=== Records drawn from a dataset ===
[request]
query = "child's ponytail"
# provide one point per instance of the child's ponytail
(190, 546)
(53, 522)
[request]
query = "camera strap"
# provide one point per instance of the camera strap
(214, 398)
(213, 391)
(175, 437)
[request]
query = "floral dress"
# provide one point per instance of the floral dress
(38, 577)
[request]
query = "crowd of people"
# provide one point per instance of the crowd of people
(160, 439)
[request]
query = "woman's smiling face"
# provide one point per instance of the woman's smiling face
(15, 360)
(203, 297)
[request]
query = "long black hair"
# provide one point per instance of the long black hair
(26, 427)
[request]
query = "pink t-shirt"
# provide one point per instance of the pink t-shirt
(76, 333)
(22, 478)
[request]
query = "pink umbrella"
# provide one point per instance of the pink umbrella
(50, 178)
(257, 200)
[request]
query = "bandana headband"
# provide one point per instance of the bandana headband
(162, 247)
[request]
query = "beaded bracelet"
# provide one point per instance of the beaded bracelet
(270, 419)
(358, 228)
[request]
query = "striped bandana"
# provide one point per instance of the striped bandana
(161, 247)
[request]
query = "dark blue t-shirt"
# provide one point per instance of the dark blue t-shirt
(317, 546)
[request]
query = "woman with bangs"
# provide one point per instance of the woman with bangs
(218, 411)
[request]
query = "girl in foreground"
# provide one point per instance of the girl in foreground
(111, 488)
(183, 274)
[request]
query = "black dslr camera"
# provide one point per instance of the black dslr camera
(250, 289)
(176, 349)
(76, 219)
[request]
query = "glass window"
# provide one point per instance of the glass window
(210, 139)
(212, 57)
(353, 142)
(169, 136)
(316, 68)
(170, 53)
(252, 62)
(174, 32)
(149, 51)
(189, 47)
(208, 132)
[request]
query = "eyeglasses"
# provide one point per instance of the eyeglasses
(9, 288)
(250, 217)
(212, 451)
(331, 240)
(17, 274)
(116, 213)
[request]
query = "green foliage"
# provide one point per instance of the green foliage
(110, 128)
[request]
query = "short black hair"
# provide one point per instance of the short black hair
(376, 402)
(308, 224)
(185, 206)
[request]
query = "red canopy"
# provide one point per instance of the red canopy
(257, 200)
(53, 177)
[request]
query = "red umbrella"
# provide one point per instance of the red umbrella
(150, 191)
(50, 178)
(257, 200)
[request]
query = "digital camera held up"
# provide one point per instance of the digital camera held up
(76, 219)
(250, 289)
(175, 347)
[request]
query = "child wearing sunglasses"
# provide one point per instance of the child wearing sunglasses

=== What is being asked ===
Please show every line of the entries above that contains the word "sunglasses".

=== Response box ===
query = "child wearing sunglasses"
# provide one point per instance of the child wearing sunglasses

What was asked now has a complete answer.